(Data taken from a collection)
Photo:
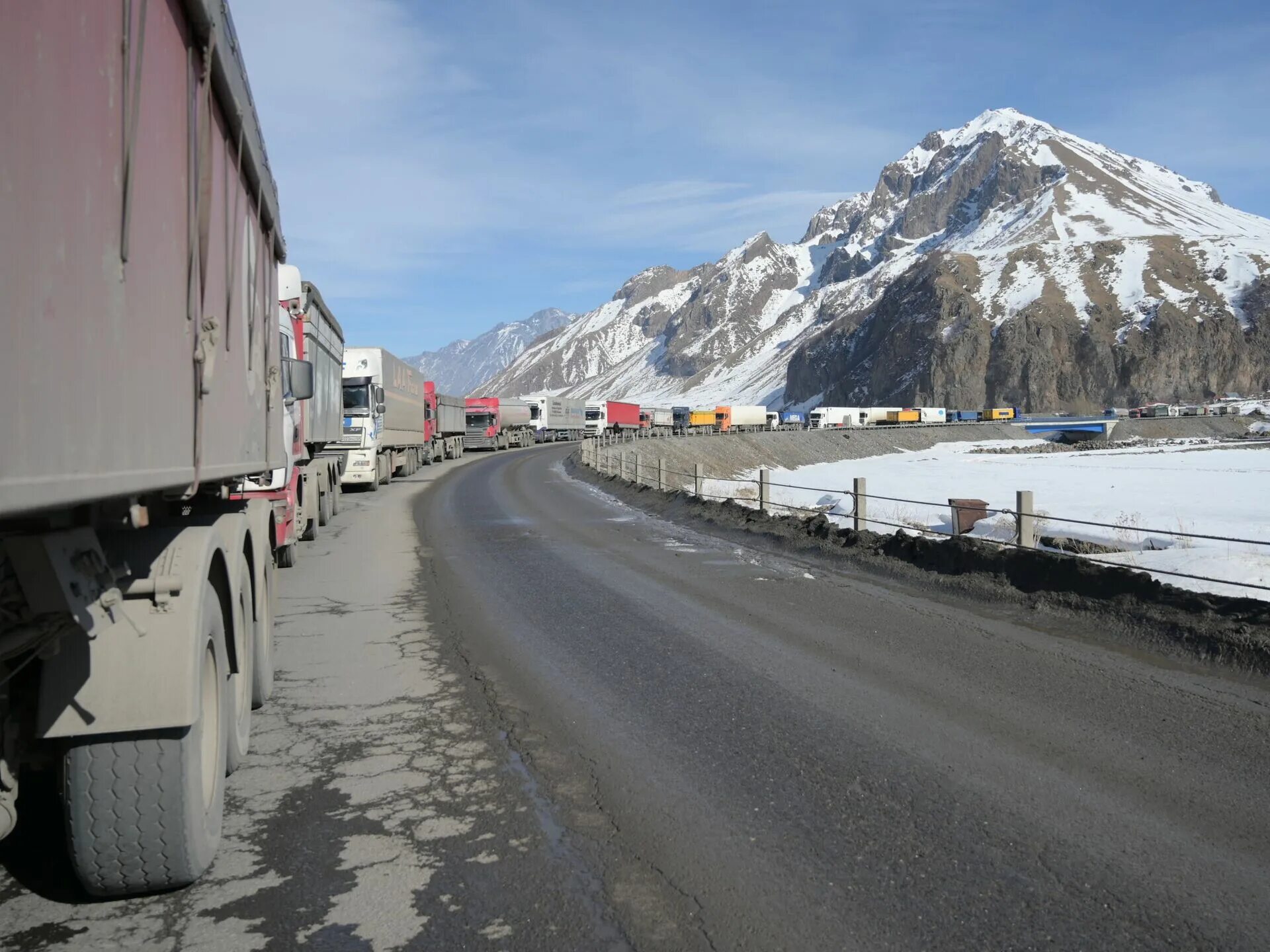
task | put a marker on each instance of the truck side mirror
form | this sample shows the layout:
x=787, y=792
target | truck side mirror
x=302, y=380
...
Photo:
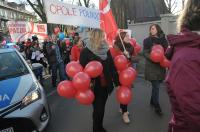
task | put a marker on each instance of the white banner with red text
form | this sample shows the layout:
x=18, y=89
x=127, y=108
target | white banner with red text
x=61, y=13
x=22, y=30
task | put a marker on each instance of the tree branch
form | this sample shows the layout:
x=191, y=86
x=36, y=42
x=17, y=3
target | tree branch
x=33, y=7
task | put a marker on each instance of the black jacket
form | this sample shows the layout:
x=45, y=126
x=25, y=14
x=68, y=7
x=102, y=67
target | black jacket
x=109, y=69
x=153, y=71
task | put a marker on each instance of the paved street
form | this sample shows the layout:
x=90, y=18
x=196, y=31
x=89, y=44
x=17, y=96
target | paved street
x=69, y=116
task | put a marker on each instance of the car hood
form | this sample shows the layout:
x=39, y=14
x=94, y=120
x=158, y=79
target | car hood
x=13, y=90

Exercise task. Pull out each line of the records that contains the word "target", matching upper and lower case exactly.

Complete output.
target | truck side mirror
target | white banner with red text
target | tree branch
target | black jacket
target | paved street
target | car hood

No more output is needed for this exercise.